Data records section start

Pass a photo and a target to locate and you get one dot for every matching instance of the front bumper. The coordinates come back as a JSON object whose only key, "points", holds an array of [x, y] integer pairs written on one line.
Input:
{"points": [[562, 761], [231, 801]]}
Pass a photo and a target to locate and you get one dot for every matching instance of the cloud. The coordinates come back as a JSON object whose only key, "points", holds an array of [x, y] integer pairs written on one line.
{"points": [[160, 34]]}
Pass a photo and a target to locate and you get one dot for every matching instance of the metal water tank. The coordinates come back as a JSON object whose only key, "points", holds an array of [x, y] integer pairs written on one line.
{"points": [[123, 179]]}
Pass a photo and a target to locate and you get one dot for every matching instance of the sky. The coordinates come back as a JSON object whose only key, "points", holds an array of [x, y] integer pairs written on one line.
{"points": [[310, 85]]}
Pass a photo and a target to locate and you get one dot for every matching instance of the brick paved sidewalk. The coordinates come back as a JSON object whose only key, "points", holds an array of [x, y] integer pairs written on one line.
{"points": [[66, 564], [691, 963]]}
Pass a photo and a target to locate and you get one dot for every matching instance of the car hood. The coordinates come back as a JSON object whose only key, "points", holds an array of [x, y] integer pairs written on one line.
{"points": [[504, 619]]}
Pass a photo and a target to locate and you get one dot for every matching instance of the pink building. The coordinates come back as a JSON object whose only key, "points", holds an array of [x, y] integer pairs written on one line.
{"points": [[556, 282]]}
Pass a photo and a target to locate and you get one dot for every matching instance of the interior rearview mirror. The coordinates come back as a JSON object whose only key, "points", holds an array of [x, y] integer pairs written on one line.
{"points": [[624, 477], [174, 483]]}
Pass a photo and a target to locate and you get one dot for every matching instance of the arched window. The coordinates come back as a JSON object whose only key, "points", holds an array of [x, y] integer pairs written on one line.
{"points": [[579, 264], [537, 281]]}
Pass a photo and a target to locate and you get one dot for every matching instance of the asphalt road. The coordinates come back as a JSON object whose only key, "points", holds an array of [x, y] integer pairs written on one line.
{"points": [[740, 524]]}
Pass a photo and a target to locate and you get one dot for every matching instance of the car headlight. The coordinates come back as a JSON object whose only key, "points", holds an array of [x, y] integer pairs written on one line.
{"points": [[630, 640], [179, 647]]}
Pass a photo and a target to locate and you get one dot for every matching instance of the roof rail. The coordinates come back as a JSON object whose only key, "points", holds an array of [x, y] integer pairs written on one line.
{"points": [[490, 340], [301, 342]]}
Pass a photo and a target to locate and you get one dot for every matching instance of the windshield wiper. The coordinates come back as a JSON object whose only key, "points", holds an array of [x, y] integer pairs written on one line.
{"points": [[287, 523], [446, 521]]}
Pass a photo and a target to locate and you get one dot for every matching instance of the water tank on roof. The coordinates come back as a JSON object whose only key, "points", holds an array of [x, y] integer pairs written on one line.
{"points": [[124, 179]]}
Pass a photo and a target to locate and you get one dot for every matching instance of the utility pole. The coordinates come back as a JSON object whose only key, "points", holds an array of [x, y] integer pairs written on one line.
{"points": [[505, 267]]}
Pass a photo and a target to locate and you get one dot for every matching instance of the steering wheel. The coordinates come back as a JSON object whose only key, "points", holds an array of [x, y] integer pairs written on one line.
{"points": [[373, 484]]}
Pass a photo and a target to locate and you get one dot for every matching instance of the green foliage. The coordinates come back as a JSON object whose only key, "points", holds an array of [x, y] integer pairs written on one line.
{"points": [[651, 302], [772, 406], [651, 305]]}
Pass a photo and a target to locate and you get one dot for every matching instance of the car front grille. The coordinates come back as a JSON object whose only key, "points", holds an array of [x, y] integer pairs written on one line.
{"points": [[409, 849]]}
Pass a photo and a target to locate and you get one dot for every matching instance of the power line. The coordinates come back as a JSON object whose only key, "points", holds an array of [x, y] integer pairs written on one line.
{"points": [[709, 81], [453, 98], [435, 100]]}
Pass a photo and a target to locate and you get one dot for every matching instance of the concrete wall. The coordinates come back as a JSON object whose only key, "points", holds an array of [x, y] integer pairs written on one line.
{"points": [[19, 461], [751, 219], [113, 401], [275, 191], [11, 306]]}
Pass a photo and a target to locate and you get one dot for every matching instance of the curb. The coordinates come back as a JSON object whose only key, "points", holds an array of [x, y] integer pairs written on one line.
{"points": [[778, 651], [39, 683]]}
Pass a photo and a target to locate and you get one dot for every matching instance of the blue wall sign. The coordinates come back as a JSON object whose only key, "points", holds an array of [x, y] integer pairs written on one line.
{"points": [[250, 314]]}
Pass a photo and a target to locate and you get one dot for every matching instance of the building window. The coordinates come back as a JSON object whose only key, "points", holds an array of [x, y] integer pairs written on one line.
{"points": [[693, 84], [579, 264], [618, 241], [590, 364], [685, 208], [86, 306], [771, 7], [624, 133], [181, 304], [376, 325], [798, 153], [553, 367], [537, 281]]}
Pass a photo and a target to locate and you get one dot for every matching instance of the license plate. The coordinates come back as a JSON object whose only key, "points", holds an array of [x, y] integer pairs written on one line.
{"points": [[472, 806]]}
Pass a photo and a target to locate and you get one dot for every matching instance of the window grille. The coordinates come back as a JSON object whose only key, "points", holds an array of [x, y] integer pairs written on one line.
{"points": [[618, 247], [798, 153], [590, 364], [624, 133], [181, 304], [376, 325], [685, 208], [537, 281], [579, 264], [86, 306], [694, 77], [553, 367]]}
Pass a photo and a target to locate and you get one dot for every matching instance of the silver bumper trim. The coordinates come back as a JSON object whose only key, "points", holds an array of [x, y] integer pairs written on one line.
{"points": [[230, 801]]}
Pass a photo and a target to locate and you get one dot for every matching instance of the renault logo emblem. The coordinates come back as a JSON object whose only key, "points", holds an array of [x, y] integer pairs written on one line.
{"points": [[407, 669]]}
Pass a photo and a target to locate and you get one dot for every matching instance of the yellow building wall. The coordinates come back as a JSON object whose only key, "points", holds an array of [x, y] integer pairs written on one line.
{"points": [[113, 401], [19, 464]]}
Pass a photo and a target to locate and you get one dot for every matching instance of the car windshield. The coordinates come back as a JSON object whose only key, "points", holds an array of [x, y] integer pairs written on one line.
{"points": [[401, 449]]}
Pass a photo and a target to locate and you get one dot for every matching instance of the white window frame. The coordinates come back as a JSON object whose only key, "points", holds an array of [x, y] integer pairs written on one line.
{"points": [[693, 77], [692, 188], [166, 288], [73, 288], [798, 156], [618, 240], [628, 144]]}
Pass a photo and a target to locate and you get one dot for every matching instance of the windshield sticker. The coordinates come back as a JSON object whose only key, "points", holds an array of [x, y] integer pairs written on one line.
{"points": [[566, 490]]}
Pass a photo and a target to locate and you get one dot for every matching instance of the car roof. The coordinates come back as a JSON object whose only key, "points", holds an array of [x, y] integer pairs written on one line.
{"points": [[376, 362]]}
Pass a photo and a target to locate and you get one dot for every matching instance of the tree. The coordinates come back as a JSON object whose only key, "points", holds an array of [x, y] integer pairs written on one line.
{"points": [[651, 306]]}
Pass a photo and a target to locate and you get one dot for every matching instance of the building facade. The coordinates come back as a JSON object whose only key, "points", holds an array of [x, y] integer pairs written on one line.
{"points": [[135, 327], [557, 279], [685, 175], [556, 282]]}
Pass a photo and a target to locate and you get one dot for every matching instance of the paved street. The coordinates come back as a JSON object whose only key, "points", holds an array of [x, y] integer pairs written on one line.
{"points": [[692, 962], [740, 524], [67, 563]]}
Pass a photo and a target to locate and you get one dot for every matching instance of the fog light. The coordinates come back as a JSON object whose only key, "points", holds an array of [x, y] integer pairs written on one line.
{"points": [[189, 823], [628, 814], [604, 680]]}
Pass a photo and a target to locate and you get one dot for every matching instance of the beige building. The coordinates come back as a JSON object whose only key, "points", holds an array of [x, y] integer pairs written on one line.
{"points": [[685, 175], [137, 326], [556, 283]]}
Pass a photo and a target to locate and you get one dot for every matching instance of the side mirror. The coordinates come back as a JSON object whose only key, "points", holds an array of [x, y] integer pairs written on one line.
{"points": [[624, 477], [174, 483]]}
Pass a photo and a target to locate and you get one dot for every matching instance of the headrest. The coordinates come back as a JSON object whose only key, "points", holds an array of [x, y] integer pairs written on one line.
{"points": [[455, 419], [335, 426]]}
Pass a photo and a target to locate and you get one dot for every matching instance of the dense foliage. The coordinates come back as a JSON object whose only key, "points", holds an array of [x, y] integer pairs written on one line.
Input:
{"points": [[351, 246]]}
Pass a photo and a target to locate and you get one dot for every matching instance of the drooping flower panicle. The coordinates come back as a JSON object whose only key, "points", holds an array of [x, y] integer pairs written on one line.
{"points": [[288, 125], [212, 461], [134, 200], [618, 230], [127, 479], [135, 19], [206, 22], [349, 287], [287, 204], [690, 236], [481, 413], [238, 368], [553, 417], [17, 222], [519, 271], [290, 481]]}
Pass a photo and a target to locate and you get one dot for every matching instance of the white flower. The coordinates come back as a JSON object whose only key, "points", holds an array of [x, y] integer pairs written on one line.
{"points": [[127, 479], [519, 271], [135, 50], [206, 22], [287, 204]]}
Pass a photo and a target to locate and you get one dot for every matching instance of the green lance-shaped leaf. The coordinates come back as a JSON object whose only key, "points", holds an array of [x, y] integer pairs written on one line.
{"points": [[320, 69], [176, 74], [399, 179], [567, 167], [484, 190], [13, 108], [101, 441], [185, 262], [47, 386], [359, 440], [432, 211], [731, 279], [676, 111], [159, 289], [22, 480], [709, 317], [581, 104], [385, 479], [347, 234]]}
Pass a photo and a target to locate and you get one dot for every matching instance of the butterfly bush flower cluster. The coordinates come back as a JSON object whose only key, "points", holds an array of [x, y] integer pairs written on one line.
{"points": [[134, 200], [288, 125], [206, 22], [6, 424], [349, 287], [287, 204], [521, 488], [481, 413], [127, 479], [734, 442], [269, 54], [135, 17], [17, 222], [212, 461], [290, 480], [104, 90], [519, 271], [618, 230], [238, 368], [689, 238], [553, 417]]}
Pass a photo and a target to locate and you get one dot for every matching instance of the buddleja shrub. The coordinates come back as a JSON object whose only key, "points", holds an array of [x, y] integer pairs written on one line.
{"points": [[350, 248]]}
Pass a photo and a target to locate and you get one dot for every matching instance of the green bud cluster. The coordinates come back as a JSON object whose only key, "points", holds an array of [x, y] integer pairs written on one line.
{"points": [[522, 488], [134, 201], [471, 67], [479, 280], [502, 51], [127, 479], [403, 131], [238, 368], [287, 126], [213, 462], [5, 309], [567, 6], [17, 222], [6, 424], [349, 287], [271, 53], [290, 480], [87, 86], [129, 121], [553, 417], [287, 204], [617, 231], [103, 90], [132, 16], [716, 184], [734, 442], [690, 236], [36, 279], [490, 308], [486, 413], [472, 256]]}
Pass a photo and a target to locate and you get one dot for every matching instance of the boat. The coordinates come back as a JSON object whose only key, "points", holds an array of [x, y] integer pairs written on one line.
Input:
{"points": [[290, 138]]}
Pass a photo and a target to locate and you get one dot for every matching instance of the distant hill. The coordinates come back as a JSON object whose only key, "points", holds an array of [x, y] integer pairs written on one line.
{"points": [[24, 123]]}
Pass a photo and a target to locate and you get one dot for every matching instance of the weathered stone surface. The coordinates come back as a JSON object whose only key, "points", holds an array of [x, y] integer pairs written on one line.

Data records section end

Task brief> Nothing should be returned except the lines from the one containing "of the distant" through the last line of the data, each restated word for word.

Output of the task>
Pass a photo and a target to locate and you get one dot for every matching instance of the distant hill. The coordinates come back as a JSON object whose only key, "points", holds an array of [x, y] integer pairs written on one line.
{"points": [[24, 123]]}
Pass a photo and a target to locate and you get one dot for every matching instance of the weathered stone surface. The coordinates come back as a JSON object whose only key, "points", holds an array of [x, y] integer pairs written on one line.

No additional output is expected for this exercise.